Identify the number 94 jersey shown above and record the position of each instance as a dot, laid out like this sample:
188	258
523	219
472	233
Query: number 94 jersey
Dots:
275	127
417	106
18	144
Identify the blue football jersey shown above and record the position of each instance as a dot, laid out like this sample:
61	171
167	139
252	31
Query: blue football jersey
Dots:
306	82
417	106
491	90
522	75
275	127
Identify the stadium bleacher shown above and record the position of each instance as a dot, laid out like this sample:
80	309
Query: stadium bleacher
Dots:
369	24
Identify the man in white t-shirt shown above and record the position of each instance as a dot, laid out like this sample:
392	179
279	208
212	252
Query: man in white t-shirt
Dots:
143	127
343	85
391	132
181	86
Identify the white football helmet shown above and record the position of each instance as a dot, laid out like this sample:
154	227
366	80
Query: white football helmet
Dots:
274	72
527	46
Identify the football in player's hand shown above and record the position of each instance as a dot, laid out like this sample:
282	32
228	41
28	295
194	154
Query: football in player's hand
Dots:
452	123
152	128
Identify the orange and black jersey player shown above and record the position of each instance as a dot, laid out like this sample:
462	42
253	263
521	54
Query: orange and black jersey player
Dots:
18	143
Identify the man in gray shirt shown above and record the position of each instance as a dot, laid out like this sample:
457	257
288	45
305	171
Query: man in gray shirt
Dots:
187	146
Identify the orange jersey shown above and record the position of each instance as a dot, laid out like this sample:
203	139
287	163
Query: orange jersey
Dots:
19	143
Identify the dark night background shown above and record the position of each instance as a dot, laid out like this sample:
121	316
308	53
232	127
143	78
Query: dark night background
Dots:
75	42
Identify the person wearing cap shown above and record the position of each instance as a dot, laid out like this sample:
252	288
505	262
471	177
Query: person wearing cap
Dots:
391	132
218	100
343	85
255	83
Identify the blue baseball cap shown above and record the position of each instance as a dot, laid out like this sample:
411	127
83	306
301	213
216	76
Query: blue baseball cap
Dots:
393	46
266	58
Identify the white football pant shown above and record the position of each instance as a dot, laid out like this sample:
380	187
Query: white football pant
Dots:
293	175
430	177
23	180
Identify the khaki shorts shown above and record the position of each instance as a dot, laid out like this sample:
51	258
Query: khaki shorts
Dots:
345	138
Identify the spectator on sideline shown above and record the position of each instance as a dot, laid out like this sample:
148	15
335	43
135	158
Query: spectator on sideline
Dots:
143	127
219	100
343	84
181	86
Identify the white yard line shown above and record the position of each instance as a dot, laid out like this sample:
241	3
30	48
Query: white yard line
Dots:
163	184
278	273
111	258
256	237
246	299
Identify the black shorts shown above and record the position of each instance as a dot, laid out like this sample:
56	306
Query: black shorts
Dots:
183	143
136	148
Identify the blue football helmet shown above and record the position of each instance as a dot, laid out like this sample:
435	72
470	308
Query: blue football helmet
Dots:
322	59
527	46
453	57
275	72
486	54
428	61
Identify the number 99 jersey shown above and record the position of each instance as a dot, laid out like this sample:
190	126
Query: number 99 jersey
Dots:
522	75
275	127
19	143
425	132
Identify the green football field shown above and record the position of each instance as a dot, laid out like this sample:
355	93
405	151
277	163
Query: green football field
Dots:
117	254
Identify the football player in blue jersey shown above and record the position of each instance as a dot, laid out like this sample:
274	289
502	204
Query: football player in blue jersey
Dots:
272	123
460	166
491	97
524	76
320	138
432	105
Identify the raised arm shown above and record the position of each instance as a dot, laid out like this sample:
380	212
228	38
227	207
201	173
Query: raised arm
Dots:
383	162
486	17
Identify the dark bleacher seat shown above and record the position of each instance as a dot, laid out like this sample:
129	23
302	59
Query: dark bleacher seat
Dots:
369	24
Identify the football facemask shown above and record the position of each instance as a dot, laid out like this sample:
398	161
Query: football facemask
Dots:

....................

Problem requirements:
Please recast every line of the items above as a Markdown table with the columns Row and Line, numbering the rows in order and leaving out blank lines.

Finished exercise:
| Row | Line |
|---|---|
| 1 | Identify the number 94 jersey shown above and record the position of each instance as a dot, laid out like this sample: |
| 2 | 188	258 |
| 3 | 523	219 |
| 4 | 472	233 |
| 5 | Query: number 94 jersey |
| 6 | Dots: |
| 7 | 275	127 |
| 8 | 417	106 |
| 9 | 18	144 |
| 10 | Identify the blue football jersey shown above and record the position of each instance as a dot, laid out like this sample: |
| 11 | 61	171 |
| 12 | 167	139 |
| 13 | 252	31 |
| 14 | Query: blue football jersey |
| 15 | Dots: |
| 16 | 306	82 |
| 17 | 417	106 |
| 18 | 491	90 |
| 19 | 522	75 |
| 20 | 275	127 |
| 21 | Identify the stadium bleacher shown above and record the position of each instance as a dot, laid out like this sample: |
| 22 | 80	309 |
| 23 | Query: stadium bleacher |
| 24 | Dots: |
| 25 | 369	24 |
| 26 | Identify the man in white t-shirt shown above and record the position of each instance as a dot, laid out like this sample: |
| 27 | 392	179 |
| 28 | 279	208 |
| 29 | 212	252 |
| 30 | Query: man in white t-shirt |
| 31 | Dots: |
| 32 | 143	127 |
| 33 | 343	85 |
| 34 | 391	132 |
| 35 | 181	86 |
| 36 | Identify the white football helmet shown above and record the position of each instance as a dot, laid out like this sample: |
| 37 | 154	227 |
| 38 | 366	80 |
| 39 | Query: white football helmet |
| 40 | Dots: |
| 41 | 274	72 |
| 42 | 527	46 |
| 43 | Identify the football in player's hand shown above and record the position of each instance as a dot, laid out like this sample: |
| 44 | 282	32 |
| 45 | 228	41 |
| 46 | 28	295 |
| 47 | 194	154 |
| 48 | Query: football in player's hand |
| 49 | Dots: |
| 50 | 452	123 |
| 51 | 152	128 |
| 52 | Identify the orange and black jersey player shown above and record the position of each instance as a dot, laid out like this sample: |
| 53 | 462	42 |
| 54 | 253	263 |
| 55 | 521	54 |
| 56 | Query: orange and black jersey player |
| 57 | Dots: |
| 58 | 18	143 |
| 59 | Identify the man in gray shirt shown above and record the position of each instance as a dot, laid out like this sample: |
| 60 | 457	257 |
| 61 | 288	45 |
| 62 | 305	171 |
| 63 | Query: man in gray shirt |
| 64 | Dots: |
| 65 | 187	146 |
| 66 | Identify the orange jersey shown above and record the position of each instance as a dot, laid out like this sample: |
| 67 | 203	139 |
| 68 | 287	163 |
| 69 | Query: orange jersey |
| 70 | Dots: |
| 71 | 19	143 |
| 72 | Identify the dark night background shown above and record the position of each instance as a dot, laid out like this sample: |
| 73 | 121	316 |
| 74 | 308	53 |
| 75 | 232	127 |
| 76 | 143	78 |
| 77 | Query: dark night background |
| 78 | Dots: |
| 79 | 75	42 |
| 80 | Identify the person wearing cap shown above and record the position of each instance as a dot, laid out like this sample: |
| 81 | 252	288 |
| 82 | 505	262 |
| 83 | 471	177 |
| 84 | Query: person wearing cap |
| 85 | Dots: |
| 86 | 391	132 |
| 87 | 218	100 |
| 88 | 343	85 |
| 89 | 255	83 |
| 90 | Identify the blue baseball cap shown above and record the position of each instance as a dot, laid out like this sample: |
| 91 | 411	127 |
| 92 | 83	306 |
| 93 | 301	213 |
| 94 | 216	76 |
| 95 | Query: blue baseball cap |
| 96 | Dots: |
| 97 | 393	46 |
| 98 | 266	58 |
| 99 | Identify the white football pant shown above and record the position of each instance as a dot, laid out like this sample: |
| 100 | 380	187 |
| 101 | Query: white football pant |
| 102 | Dots: |
| 103 | 293	175 |
| 104 | 430	177 |
| 105 | 23	180 |
| 106 | Identify the khaki shorts shown above and record the position of each instance as a dot, laid out like this sample: |
| 107 | 51	258 |
| 108 | Query: khaki shorts |
| 109 | Dots: |
| 110 | 345	138 |
| 111 | Identify the spectator on sideline shown above and record the position of each instance as a dot, laid out like this sample: |
| 112 | 148	15 |
| 113 | 335	43 |
| 114 | 135	158 |
| 115 | Query: spectator on sideline |
| 116 | Dots: |
| 117 | 143	127 |
| 118 | 219	100 |
| 119 | 343	84 |
| 120 | 181	86 |
| 121 | Identify the white yard line shown above and record the position of each instance as a dot, laid out like this sample: |
| 122 | 241	3 |
| 123 | 30	48 |
| 124 | Query: white yard line |
| 125 | Dots: |
| 126 | 163	184 |
| 127 | 278	273 |
| 128 | 111	258 |
| 129 | 256	237 |
| 130 | 246	299 |
| 131 | Identify the black shorts shown above and record the position of each instance as a dot, laid out like this sample: |
| 132 | 56	306 |
| 133 | Query: black shorts |
| 134 | Dots: |
| 135 | 183	143 |
| 136 | 136	148 |
| 137 | Identify the blue football helmet shown above and record the position of each instance as a dot, laid out like this sample: |
| 138 | 435	72 |
| 139 | 470	308 |
| 140 | Query: blue football helmet |
| 141 | Dots: |
| 142 | 322	59 |
| 143 | 527	46 |
| 144 | 453	57 |
| 145 | 275	72 |
| 146 | 486	54 |
| 147 | 428	61 |
| 148 | Identify the number 99 jersey shown above and record the position of each instance as a dot, laid out like this sample: |
| 149 | 190	126 |
| 150 | Query: number 99 jersey |
| 151 | Dots: |
| 152 | 522	75 |
| 153 | 275	127 |
| 154 | 19	143 |
| 155 | 425	132 |
| 156 | Identify the green football field shown above and record the position of each instance as a dot, laid out like this sample: |
| 157 | 355	93 |
| 158 | 405	151 |
| 159 | 277	163 |
| 160 | Query: green football field |
| 161 | Dots: |
| 162 | 117	254 |
| 163 | Identify the football player in blue jersey shown above and record the position of each instance as a dot, laid out like this sample: |
| 164 | 274	289 |
| 165 | 502	204 |
| 166 | Query: football player in blue jersey |
| 167 | Dots: |
| 168 | 272	123 |
| 169 | 460	166 |
| 170 | 491	97 |
| 171 | 524	76 |
| 172 | 320	138 |
| 173 | 432	105 |
| 174 | Identify the raised arm shown above and record the position of each instance as a dot, laid out like this sample: |
| 175 | 380	212 |
| 176 | 228	38 |
| 177 | 227	207 |
| 178 | 201	173 |
| 179 | Query: raised arm |
| 180 | Dots: |
| 181 | 383	162 |
| 182 | 486	17 |
| 183 | Identify the dark bleacher seat shown above and record the position of each instance as a dot, laid out like this sample: |
| 184 | 129	23 |
| 185 | 302	59 |
| 186 | Query: dark bleacher seat |
| 187 | Dots: |
| 188 | 369	24 |
| 189 | Identify the football facemask shown above and record the position of each instance as a dot, laid out like this sample: |
| 190 | 398	161 |
| 191 | Query: football facemask |
| 192 | Dots: |